→ **Aim of the exercise**
Find each line in the material below that contains the string "hand" and copy it out. Matching is case-sensitive.

^^^^^^^^

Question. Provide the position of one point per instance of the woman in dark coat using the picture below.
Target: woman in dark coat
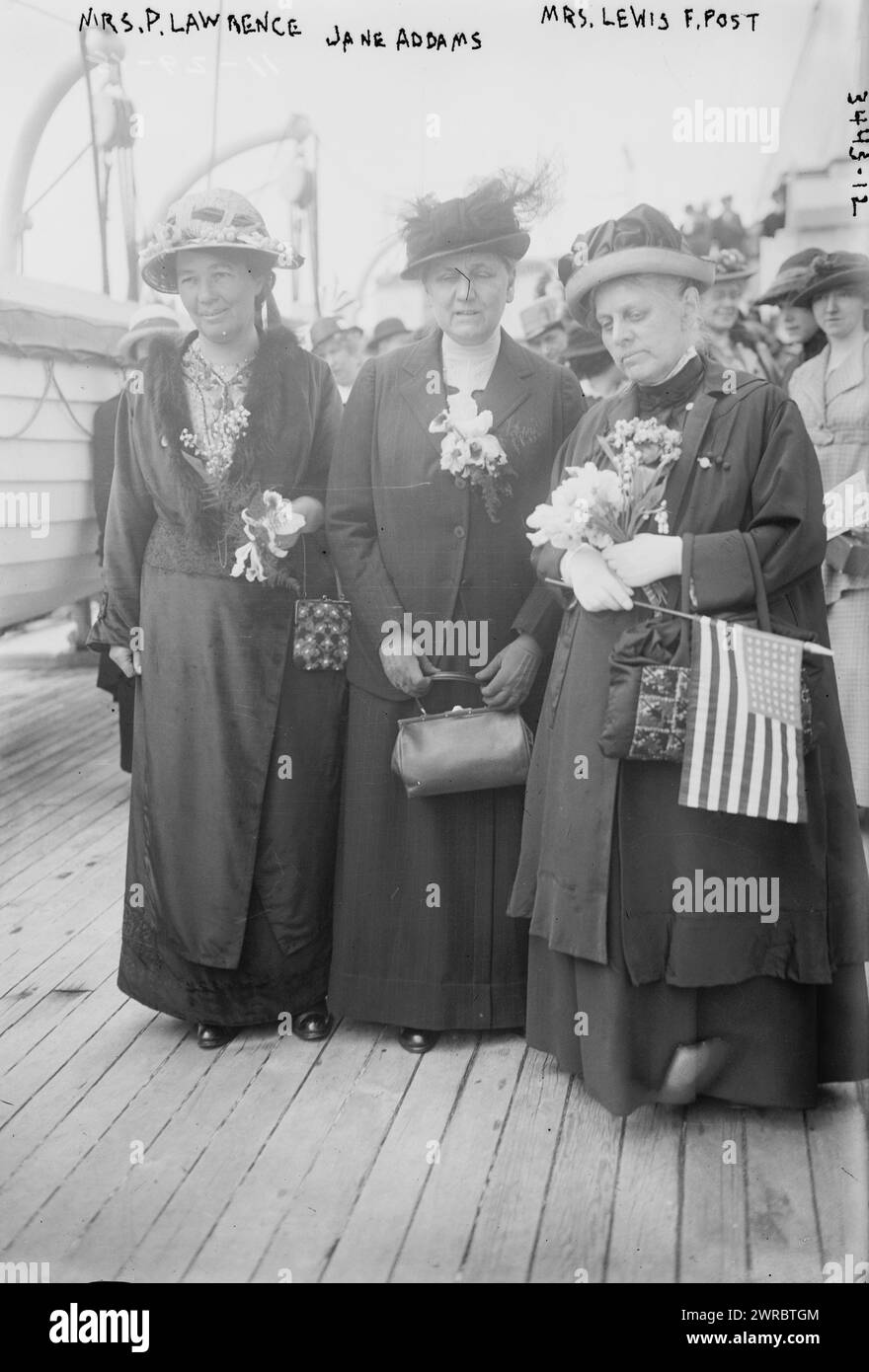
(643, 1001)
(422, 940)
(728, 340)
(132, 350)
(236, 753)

^^^^^^^^

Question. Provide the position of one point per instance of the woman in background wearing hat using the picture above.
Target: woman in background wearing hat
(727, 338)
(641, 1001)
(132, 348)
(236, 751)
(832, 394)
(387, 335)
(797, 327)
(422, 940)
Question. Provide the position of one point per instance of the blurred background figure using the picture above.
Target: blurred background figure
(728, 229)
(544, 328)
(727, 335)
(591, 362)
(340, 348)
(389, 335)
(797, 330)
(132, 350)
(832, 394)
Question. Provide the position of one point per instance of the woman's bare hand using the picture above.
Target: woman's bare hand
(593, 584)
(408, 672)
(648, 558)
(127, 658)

^^^^^^^^

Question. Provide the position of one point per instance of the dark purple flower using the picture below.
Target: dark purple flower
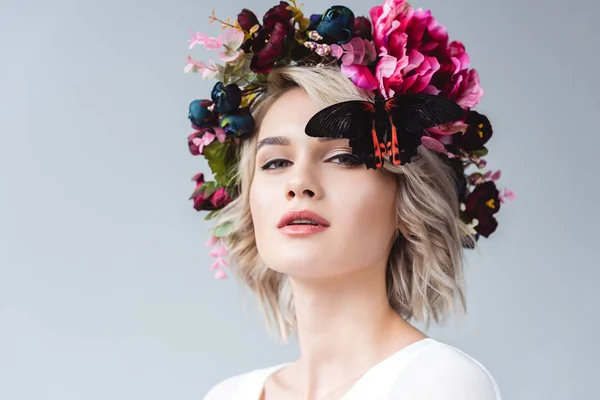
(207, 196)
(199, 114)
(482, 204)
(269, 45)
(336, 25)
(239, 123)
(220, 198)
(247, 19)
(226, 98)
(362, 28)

^^^^^^^^

→ **Result of the task**
Question. Provide the position of one point per instance of the woman's bare hand using the picture above.
Target: woman's bare hand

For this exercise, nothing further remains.